= The data =
<<<<
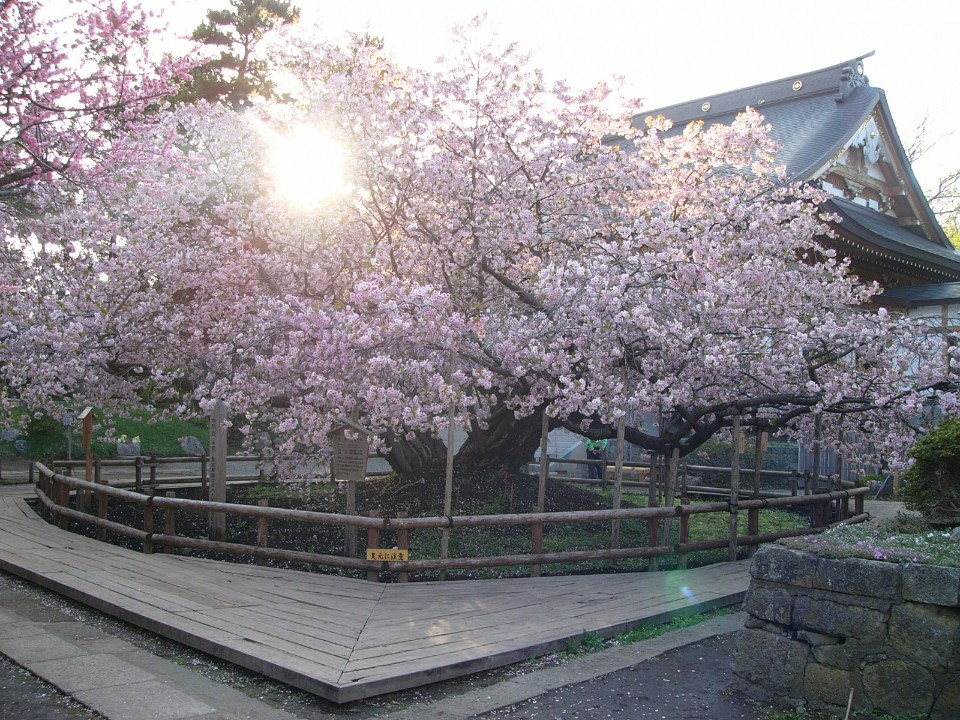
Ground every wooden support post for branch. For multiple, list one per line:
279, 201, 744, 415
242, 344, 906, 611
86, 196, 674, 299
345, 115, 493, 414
80, 408, 94, 508
662, 447, 679, 548
163, 492, 177, 553
143, 489, 154, 554
397, 511, 409, 583
678, 498, 691, 570
256, 499, 269, 566
209, 401, 228, 542
729, 414, 741, 562
367, 510, 381, 583
647, 453, 661, 571
440, 360, 456, 582
532, 412, 549, 578
811, 413, 822, 498
748, 431, 766, 558
611, 407, 626, 551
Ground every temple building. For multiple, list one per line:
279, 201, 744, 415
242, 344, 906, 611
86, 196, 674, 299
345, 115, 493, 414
634, 53, 960, 309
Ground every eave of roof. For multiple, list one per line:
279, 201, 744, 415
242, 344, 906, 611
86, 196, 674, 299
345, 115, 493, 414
874, 281, 960, 307
826, 198, 960, 276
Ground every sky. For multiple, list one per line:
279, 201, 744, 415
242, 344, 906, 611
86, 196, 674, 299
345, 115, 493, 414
67, 0, 960, 193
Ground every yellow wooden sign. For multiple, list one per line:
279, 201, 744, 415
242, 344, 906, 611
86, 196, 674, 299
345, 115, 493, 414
366, 549, 409, 562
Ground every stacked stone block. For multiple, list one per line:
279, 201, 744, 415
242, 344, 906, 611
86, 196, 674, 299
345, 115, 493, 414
732, 544, 960, 718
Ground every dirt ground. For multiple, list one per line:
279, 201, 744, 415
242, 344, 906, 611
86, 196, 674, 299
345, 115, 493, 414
479, 633, 832, 720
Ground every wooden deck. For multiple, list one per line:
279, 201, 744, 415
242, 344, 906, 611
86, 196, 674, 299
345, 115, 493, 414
0, 486, 750, 703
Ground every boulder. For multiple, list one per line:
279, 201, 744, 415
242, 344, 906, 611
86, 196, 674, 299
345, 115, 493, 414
179, 436, 206, 456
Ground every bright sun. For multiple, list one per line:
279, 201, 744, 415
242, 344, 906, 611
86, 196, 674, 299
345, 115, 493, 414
259, 122, 349, 207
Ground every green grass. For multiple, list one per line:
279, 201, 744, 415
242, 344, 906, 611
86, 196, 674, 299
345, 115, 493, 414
0, 410, 210, 459
399, 486, 806, 580
613, 607, 736, 646
533, 607, 737, 664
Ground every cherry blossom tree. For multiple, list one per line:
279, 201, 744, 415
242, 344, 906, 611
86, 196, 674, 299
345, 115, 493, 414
0, 0, 192, 420
218, 27, 952, 474
0, 13, 950, 476
0, 0, 188, 204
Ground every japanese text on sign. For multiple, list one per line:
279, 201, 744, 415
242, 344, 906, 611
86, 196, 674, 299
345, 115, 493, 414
366, 549, 409, 562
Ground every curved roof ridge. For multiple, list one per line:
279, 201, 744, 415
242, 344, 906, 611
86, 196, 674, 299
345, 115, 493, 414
632, 52, 876, 130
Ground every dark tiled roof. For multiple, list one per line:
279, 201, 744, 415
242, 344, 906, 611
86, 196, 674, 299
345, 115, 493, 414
628, 54, 953, 264
633, 56, 879, 184
827, 198, 960, 272
875, 282, 960, 306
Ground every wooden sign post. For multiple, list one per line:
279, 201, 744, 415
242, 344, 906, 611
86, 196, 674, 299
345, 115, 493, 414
78, 407, 95, 507
209, 400, 228, 542
330, 419, 372, 557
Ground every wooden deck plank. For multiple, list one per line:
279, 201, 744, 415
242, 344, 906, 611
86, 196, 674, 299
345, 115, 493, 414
0, 493, 750, 703
347, 592, 717, 664
223, 604, 364, 647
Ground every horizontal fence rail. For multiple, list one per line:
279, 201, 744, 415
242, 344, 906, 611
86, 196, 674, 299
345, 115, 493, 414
32, 462, 870, 582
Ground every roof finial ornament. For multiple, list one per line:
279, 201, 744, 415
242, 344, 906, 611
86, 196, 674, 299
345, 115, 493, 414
835, 60, 869, 103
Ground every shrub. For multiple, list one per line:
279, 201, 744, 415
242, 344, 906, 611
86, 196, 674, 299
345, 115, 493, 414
902, 417, 960, 520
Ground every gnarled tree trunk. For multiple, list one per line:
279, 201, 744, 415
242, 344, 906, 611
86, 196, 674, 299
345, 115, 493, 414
454, 406, 548, 474
382, 430, 448, 474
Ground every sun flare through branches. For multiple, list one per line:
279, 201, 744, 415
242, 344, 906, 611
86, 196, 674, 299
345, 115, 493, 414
255, 120, 349, 208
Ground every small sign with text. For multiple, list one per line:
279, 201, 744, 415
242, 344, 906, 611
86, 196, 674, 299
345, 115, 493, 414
366, 549, 409, 562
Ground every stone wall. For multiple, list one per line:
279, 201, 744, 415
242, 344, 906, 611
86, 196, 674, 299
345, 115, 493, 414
732, 544, 960, 719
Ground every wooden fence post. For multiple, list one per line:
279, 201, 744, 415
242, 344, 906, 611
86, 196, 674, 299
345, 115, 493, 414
57, 475, 69, 530
532, 412, 549, 578
143, 489, 154, 554
748, 431, 766, 557
678, 498, 691, 570
134, 456, 143, 491
149, 455, 158, 488
96, 460, 107, 542
256, 499, 269, 566
611, 407, 626, 551
397, 511, 409, 583
209, 401, 228, 542
662, 447, 679, 551
367, 511, 381, 582
648, 452, 661, 572
163, 491, 177, 553
728, 414, 741, 562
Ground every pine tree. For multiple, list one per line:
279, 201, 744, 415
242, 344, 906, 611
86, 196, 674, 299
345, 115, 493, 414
178, 0, 300, 109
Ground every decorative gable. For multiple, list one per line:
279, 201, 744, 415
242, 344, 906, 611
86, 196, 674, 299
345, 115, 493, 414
823, 115, 918, 229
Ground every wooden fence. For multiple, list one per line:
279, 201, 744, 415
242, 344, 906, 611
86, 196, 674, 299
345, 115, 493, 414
32, 461, 869, 582
45, 455, 266, 492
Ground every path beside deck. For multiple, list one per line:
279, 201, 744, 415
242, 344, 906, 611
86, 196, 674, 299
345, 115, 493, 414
0, 484, 749, 704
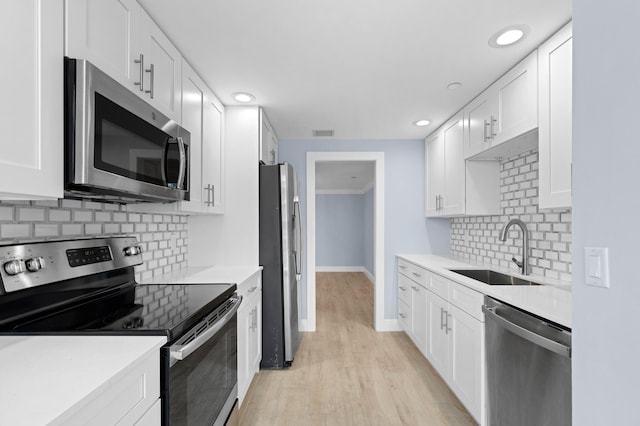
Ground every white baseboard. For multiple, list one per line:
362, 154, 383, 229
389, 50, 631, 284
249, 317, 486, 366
375, 319, 402, 332
300, 319, 314, 332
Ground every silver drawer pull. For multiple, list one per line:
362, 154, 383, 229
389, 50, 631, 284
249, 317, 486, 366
412, 272, 421, 277
399, 265, 407, 269
248, 286, 258, 293
399, 313, 407, 319
399, 286, 407, 291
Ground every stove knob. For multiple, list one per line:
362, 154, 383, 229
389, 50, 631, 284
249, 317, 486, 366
123, 246, 142, 256
25, 256, 46, 272
3, 260, 25, 276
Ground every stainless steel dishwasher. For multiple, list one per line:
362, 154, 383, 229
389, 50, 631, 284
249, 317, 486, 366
482, 296, 571, 426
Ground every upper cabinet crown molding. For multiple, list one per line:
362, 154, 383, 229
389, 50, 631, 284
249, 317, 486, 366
538, 21, 573, 210
0, 0, 64, 200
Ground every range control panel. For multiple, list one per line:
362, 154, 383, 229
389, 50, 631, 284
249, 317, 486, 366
0, 237, 143, 294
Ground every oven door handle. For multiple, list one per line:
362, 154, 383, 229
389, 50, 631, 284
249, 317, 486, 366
170, 295, 242, 362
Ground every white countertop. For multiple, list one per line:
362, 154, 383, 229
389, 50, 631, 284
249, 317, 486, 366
397, 254, 572, 328
0, 335, 166, 425
139, 265, 262, 286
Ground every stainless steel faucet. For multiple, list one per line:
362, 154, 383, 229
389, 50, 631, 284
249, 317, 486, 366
499, 218, 529, 275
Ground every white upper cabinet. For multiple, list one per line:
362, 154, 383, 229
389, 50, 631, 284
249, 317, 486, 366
0, 0, 64, 200
538, 22, 573, 210
425, 112, 499, 218
259, 109, 279, 165
140, 11, 182, 122
464, 51, 538, 159
66, 0, 182, 122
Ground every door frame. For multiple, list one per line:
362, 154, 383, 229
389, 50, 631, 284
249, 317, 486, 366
305, 152, 385, 331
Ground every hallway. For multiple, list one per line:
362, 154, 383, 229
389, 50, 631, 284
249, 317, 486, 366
239, 272, 476, 425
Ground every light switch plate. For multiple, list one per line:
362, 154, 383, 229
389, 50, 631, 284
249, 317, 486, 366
584, 247, 610, 288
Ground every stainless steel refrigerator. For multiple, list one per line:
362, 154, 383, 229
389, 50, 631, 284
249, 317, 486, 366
259, 163, 302, 369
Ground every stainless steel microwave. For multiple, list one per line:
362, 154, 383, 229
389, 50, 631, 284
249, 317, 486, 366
64, 57, 190, 203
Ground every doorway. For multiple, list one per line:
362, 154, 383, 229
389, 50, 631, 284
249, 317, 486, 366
305, 152, 385, 331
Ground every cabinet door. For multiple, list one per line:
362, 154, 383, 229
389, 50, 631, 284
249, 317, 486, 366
447, 304, 483, 423
65, 0, 142, 92
202, 92, 225, 213
538, 22, 573, 209
180, 62, 206, 210
237, 301, 251, 406
260, 111, 278, 165
492, 51, 538, 146
140, 12, 182, 122
442, 115, 465, 215
426, 291, 449, 378
1, 0, 63, 199
249, 295, 263, 373
464, 92, 492, 158
424, 132, 443, 216
410, 284, 428, 355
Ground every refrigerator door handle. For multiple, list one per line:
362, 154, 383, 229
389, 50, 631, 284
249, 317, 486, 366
>>>>
= Work instructions =
Check each line above for the word "refrigerator" and copy the ones that have it.

= Response to the task =
Ground every stainless steel refrigerator. For multiple, list one per line:
Ground every refrigerator door handle. For multiple, list one per line:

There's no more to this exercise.